--- BEGIN ---
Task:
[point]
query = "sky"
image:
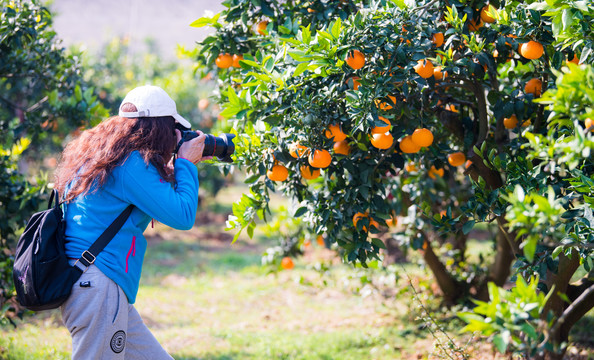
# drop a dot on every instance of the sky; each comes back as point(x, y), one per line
point(93, 23)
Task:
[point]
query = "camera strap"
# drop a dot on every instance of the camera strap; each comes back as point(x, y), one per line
point(179, 144)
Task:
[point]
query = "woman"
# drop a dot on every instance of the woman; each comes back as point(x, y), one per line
point(124, 160)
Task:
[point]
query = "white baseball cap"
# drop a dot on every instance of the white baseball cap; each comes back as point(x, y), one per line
point(152, 101)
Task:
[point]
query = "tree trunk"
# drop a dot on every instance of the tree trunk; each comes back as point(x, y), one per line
point(501, 267)
point(559, 332)
point(447, 284)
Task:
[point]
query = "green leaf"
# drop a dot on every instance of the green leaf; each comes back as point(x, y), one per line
point(530, 248)
point(530, 331)
point(501, 341)
point(336, 28)
point(377, 242)
point(467, 227)
point(300, 69)
point(299, 212)
point(205, 21)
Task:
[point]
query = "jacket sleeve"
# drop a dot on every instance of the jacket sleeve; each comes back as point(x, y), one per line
point(173, 206)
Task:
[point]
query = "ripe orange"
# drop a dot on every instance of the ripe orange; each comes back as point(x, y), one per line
point(531, 50)
point(320, 240)
point(410, 167)
point(334, 131)
point(474, 25)
point(381, 129)
point(437, 39)
point(438, 74)
point(392, 221)
point(287, 263)
point(203, 104)
point(422, 137)
point(261, 28)
point(534, 87)
point(408, 146)
point(236, 59)
point(297, 150)
point(485, 16)
point(385, 105)
point(353, 82)
point(355, 59)
point(496, 55)
point(510, 122)
point(382, 141)
point(424, 68)
point(435, 172)
point(320, 158)
point(342, 147)
point(278, 173)
point(359, 216)
point(574, 60)
point(451, 107)
point(308, 172)
point(456, 159)
point(224, 61)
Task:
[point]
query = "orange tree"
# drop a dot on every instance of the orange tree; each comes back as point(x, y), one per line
point(415, 91)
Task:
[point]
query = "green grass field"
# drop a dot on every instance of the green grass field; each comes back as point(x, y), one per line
point(205, 298)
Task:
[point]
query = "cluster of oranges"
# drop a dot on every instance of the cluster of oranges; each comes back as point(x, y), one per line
point(420, 138)
point(225, 61)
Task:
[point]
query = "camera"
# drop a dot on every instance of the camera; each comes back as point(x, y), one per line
point(221, 147)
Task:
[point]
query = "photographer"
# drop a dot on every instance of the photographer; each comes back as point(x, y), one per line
point(127, 159)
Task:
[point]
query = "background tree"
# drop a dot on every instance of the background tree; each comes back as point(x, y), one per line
point(360, 112)
point(43, 99)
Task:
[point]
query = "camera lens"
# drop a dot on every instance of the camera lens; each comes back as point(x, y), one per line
point(222, 147)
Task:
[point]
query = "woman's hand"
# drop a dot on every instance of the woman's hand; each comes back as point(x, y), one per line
point(192, 150)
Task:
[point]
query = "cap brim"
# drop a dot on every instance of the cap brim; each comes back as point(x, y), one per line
point(183, 122)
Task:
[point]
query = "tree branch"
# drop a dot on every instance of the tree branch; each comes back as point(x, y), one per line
point(575, 311)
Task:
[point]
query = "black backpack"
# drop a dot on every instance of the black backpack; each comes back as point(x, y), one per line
point(42, 276)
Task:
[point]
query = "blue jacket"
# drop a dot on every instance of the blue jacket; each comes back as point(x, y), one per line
point(138, 183)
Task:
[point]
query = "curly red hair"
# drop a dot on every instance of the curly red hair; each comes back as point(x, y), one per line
point(90, 158)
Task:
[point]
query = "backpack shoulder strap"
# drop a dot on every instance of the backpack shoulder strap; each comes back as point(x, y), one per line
point(88, 256)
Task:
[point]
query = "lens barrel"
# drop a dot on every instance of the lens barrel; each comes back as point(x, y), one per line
point(221, 147)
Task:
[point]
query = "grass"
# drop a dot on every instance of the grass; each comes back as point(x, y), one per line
point(205, 298)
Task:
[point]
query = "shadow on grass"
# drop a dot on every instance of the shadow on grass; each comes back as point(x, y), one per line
point(192, 255)
point(232, 356)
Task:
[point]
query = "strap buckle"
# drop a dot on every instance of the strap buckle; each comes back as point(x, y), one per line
point(86, 252)
point(86, 256)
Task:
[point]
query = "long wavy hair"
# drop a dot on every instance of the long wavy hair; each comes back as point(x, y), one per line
point(90, 158)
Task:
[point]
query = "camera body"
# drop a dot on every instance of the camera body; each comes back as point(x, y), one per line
point(221, 147)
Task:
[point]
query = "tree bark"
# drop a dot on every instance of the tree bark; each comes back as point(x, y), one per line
point(445, 281)
point(501, 268)
point(559, 332)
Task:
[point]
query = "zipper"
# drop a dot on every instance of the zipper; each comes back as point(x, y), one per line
point(131, 251)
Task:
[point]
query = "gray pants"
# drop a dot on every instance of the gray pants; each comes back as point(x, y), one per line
point(103, 325)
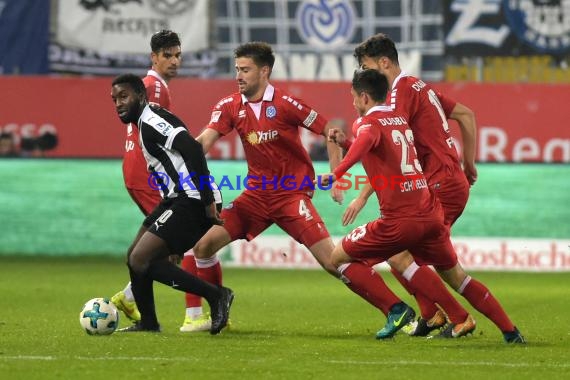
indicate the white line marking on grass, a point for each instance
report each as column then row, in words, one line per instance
column 27, row 357
column 350, row 362
column 453, row 363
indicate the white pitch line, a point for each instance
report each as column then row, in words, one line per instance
column 454, row 363
column 349, row 362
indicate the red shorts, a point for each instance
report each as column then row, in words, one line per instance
column 146, row 199
column 452, row 193
column 377, row 241
column 252, row 212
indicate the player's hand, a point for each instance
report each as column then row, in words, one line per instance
column 213, row 215
column 324, row 180
column 337, row 194
column 352, row 211
column 470, row 172
column 337, row 136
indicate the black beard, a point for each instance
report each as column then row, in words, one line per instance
column 133, row 115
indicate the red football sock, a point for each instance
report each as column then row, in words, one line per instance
column 189, row 265
column 427, row 307
column 428, row 283
column 481, row 298
column 368, row 284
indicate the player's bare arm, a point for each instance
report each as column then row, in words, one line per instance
column 335, row 156
column 207, row 138
column 466, row 120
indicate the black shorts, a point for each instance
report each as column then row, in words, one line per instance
column 180, row 222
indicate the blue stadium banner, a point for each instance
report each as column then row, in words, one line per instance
column 24, row 36
column 507, row 27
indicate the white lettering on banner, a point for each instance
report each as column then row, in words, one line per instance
column 496, row 254
column 464, row 31
column 314, row 66
column 27, row 130
column 493, row 142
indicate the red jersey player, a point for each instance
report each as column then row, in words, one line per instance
column 427, row 113
column 412, row 218
column 281, row 174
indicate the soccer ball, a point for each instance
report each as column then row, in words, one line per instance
column 99, row 317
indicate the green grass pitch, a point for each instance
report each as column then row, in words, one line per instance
column 285, row 325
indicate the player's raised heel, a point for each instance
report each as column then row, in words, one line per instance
column 400, row 315
column 138, row 327
column 128, row 307
column 514, row 337
column 202, row 323
column 457, row 330
column 220, row 310
column 424, row 326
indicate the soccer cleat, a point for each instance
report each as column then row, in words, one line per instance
column 457, row 330
column 128, row 307
column 422, row 327
column 513, row 337
column 138, row 327
column 220, row 310
column 399, row 316
column 202, row 323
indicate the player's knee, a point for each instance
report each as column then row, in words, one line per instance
column 137, row 264
column 202, row 249
column 454, row 277
column 401, row 261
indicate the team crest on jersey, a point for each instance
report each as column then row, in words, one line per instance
column 542, row 24
column 270, row 112
column 260, row 137
column 215, row 116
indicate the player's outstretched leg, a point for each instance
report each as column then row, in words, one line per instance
column 481, row 299
column 195, row 320
column 400, row 315
column 220, row 310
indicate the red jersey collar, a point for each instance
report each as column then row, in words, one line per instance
column 381, row 108
column 267, row 95
column 402, row 74
column 153, row 73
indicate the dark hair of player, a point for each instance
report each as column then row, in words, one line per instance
column 379, row 45
column 133, row 80
column 371, row 82
column 163, row 40
column 260, row 52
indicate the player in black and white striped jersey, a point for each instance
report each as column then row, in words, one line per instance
column 187, row 211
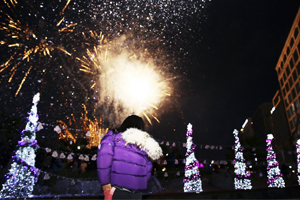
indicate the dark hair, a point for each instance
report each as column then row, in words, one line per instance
column 132, row 121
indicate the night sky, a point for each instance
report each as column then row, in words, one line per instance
column 226, row 57
column 232, row 68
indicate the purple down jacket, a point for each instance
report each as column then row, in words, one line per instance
column 124, row 159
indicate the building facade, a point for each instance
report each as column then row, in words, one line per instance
column 288, row 71
column 280, row 129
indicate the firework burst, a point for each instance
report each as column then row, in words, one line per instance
column 29, row 33
column 85, row 127
column 129, row 80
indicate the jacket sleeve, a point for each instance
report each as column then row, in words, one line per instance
column 149, row 169
column 104, row 158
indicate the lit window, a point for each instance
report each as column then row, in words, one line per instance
column 295, row 56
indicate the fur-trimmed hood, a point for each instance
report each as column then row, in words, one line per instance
column 144, row 141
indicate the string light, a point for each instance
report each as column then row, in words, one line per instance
column 273, row 172
column 298, row 160
column 22, row 175
column 240, row 167
column 192, row 181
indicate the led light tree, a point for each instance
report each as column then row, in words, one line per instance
column 192, row 181
column 22, row 175
column 298, row 160
column 273, row 172
column 240, row 181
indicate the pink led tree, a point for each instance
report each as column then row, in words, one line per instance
column 273, row 172
column 298, row 160
column 240, row 168
column 192, row 181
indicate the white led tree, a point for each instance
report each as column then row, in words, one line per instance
column 240, row 168
column 192, row 181
column 273, row 172
column 22, row 175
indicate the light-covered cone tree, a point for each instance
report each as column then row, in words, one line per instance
column 192, row 181
column 22, row 175
column 298, row 160
column 273, row 172
column 241, row 180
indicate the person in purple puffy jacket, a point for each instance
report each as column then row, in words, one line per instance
column 124, row 161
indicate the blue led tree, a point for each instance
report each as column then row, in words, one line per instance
column 22, row 175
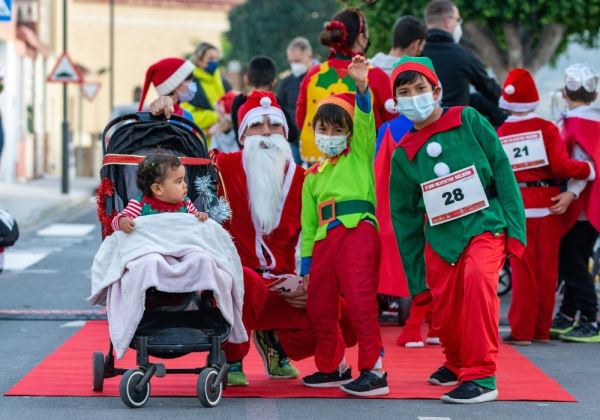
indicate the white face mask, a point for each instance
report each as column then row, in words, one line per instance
column 298, row 69
column 331, row 145
column 457, row 33
column 416, row 108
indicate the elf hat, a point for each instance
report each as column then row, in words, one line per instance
column 259, row 104
column 343, row 100
column 519, row 93
column 166, row 75
column 421, row 65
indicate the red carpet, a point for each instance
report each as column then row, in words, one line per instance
column 67, row 372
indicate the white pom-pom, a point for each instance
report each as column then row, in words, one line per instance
column 265, row 102
column 441, row 169
column 434, row 149
column 390, row 106
column 509, row 90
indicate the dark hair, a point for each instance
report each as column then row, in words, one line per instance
column 409, row 77
column 261, row 71
column 331, row 114
column 436, row 10
column 352, row 19
column 406, row 30
column 581, row 95
column 153, row 170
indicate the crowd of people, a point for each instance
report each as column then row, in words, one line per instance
column 413, row 172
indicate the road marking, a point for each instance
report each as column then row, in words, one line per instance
column 67, row 229
column 21, row 260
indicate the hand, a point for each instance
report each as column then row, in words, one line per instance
column 126, row 224
column 203, row 217
column 162, row 105
column 359, row 71
column 563, row 201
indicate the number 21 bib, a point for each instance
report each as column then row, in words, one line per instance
column 454, row 196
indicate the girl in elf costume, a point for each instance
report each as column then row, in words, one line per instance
column 340, row 244
column 538, row 157
column 161, row 178
column 457, row 212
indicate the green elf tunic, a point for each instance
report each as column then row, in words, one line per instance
column 463, row 138
column 345, row 183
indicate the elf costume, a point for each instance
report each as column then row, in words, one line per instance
column 538, row 157
column 340, row 244
column 457, row 256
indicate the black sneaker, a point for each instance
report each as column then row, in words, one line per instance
column 328, row 380
column 367, row 384
column 561, row 325
column 443, row 377
column 469, row 392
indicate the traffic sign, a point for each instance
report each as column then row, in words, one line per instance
column 90, row 90
column 65, row 71
column 5, row 10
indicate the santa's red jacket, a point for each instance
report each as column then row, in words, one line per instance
column 276, row 252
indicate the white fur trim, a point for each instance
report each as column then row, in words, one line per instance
column 434, row 149
column 176, row 78
column 517, row 107
column 441, row 169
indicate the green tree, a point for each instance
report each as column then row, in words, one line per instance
column 505, row 33
column 265, row 27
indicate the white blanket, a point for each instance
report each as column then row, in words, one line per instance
column 172, row 252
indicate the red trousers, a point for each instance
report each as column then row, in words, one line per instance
column 534, row 278
column 267, row 310
column 466, row 307
column 346, row 262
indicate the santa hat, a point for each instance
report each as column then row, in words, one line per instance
column 421, row 65
column 519, row 93
column 343, row 100
column 259, row 104
column 166, row 75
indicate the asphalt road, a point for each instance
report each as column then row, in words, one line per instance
column 52, row 273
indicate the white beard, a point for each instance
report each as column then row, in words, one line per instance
column 265, row 172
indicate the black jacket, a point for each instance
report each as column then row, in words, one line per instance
column 457, row 67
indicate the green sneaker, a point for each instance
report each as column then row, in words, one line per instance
column 235, row 375
column 561, row 324
column 583, row 332
column 277, row 364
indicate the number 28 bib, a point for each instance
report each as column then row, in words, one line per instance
column 454, row 196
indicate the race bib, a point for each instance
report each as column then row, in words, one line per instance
column 454, row 196
column 525, row 150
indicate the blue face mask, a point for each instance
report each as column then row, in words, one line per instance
column 212, row 66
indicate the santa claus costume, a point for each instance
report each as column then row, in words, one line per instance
column 453, row 171
column 539, row 160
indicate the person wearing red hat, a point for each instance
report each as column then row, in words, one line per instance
column 171, row 77
column 457, row 212
column 539, row 160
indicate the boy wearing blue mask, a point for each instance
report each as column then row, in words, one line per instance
column 457, row 212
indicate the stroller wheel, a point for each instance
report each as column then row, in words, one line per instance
column 209, row 392
column 129, row 395
column 97, row 371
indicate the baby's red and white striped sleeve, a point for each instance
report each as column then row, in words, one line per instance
column 133, row 210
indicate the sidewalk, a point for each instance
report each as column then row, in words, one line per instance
column 40, row 200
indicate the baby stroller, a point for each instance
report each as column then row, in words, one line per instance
column 166, row 330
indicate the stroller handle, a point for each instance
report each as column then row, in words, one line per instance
column 149, row 117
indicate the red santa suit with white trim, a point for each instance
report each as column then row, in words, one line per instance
--- END ---
## WHAT THE TASK REQUIRES
Reproduce the lines from the one containing "indicate the hand, a point for each instance" through the one containing "column 563, row 201", swapping "indicate" for "mark" and keeping everything else identical.

## RESULT OF THIS EXERCISE
mark the hand, a point for each instance
report each as column then row, in words, one line per instance
column 126, row 224
column 203, row 217
column 162, row 105
column 359, row 71
column 563, row 201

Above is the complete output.